## Exercise
Return the opening lines of the material, word for word. End with the line that contains "box: [245, 342, 272, 362]".

## Input for this task

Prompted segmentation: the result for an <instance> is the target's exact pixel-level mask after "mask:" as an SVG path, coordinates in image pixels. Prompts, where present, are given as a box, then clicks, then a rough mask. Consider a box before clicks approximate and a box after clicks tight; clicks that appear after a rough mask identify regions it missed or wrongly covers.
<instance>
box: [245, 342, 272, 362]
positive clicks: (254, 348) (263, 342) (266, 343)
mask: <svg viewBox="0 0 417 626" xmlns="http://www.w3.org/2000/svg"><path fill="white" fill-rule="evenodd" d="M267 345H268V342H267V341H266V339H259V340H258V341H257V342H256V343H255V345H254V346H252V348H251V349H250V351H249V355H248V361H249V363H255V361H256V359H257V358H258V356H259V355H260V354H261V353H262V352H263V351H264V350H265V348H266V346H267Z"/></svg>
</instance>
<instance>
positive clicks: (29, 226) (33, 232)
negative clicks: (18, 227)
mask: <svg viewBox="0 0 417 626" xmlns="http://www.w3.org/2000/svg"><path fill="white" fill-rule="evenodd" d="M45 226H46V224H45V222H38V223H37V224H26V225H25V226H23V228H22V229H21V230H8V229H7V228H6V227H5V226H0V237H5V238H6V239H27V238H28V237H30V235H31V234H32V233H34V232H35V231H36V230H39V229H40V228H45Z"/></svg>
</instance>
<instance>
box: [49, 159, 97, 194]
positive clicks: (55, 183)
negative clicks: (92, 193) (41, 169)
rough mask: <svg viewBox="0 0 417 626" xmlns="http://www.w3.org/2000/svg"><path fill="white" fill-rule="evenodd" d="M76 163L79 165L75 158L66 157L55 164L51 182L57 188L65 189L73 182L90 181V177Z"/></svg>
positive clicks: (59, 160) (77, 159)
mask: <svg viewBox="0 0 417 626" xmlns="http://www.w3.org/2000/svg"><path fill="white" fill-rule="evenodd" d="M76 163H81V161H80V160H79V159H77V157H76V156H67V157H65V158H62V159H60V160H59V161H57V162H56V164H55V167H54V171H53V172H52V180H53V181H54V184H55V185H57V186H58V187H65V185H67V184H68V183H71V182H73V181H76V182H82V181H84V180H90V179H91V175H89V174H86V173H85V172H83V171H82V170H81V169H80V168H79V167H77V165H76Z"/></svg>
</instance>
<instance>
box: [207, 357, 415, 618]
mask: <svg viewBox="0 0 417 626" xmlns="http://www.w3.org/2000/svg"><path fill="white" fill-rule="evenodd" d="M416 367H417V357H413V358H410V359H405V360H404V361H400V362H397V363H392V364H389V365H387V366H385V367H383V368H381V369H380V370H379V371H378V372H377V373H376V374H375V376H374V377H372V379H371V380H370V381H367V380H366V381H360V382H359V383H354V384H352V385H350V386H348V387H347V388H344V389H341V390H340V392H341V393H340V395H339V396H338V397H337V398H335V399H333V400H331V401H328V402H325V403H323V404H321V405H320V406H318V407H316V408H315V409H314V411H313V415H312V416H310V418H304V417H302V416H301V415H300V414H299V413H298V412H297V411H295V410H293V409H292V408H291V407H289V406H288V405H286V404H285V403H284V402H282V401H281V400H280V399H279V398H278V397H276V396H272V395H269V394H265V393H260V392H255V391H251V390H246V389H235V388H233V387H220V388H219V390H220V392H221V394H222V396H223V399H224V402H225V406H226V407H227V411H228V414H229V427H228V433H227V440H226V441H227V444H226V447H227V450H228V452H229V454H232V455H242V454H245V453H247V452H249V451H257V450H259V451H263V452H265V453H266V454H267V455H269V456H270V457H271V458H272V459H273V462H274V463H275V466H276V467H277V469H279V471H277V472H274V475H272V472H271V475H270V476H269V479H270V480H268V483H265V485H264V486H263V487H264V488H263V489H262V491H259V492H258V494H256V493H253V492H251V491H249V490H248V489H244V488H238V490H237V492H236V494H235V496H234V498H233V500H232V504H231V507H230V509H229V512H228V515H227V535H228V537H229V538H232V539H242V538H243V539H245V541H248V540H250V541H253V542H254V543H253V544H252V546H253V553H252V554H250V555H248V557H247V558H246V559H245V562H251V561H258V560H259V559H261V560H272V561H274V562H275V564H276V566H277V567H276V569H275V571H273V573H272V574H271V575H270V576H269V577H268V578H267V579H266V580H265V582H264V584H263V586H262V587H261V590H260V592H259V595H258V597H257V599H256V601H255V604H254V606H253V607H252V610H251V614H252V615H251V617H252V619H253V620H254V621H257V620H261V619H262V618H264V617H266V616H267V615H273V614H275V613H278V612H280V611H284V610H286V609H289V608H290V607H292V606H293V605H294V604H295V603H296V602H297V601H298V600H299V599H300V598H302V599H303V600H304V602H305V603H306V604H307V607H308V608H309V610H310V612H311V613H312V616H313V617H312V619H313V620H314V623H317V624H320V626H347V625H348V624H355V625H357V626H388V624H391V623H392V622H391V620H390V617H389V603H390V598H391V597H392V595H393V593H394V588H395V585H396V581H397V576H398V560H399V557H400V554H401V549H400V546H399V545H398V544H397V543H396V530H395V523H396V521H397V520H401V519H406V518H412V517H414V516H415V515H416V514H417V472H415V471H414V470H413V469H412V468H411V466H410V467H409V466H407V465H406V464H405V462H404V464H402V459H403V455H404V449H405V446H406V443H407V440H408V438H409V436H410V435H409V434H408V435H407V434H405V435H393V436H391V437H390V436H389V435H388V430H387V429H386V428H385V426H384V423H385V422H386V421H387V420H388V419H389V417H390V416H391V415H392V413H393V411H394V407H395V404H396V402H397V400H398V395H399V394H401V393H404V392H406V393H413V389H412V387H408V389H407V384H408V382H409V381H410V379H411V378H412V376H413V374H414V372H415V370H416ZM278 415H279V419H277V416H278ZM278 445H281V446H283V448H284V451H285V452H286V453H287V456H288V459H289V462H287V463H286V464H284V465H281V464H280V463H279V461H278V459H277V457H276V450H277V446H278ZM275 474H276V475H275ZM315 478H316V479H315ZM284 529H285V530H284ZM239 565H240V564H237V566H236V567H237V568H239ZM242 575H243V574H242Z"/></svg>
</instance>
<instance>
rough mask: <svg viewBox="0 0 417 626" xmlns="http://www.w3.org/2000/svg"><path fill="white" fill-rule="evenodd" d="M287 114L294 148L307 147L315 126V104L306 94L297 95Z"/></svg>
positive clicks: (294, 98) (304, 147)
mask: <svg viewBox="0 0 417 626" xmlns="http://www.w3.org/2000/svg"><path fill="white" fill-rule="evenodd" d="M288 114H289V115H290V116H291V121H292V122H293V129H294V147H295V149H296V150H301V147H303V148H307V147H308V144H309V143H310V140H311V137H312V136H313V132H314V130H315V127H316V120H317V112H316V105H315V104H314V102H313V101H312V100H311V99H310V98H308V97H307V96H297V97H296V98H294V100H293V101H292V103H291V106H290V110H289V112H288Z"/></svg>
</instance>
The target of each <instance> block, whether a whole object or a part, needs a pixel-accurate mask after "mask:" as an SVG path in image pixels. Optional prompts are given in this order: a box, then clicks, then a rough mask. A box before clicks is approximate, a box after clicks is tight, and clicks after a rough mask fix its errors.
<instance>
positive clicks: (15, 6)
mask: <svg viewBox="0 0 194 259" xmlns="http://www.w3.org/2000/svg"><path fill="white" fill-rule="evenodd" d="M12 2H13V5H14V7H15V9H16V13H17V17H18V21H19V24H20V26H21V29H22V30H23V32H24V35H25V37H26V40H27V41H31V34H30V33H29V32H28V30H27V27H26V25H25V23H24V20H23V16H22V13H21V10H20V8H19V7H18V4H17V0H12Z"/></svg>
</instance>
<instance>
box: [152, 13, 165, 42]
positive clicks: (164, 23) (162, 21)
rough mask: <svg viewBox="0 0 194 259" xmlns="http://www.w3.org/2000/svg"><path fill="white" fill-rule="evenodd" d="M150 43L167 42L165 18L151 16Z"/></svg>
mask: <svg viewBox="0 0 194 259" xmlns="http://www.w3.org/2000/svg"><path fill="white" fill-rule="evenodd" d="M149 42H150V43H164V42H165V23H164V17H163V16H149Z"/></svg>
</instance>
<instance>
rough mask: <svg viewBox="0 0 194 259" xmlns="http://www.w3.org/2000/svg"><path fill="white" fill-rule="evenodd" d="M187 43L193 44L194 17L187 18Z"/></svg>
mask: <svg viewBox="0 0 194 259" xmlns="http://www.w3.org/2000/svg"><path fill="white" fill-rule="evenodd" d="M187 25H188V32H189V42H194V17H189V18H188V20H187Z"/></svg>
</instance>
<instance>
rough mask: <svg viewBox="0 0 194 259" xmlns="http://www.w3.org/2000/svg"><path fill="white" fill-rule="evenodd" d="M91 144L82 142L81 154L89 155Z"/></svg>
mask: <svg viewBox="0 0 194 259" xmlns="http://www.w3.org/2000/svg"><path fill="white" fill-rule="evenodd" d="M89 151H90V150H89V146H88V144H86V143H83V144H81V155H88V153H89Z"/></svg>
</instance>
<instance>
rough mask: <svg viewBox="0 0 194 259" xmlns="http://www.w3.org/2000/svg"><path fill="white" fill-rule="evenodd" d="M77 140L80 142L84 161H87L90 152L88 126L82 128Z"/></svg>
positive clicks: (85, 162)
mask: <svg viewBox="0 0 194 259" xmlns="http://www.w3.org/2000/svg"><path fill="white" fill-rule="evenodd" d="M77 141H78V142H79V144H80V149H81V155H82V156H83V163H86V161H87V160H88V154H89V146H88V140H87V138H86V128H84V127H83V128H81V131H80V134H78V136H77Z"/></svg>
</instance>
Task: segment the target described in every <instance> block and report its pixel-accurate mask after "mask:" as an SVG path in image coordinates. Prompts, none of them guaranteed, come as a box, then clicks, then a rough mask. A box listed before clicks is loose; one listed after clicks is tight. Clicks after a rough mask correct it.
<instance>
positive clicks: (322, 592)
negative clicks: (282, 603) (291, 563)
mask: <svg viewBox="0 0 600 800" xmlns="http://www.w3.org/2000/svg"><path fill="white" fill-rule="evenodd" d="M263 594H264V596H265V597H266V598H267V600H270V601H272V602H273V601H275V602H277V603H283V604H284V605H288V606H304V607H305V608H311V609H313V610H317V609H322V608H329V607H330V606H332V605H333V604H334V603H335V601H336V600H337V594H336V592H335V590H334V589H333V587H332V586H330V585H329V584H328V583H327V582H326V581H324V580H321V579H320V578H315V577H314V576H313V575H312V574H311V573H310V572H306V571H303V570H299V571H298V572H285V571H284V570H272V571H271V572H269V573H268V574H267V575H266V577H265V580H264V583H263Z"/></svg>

## Solution to the problem
Prompted segmentation: the result for an <instance> is the target's exact pixel-level mask after "mask:" as an SVG path, coordinates in image pixels. Prompts, where present, are given as a box, then clicks, then a rough mask. Consider a box before clicks approximate and a box after clicks tight; clicks that appear after a rough mask identify regions it missed or wrongly covers.
<instance>
box: [245, 342, 272, 362]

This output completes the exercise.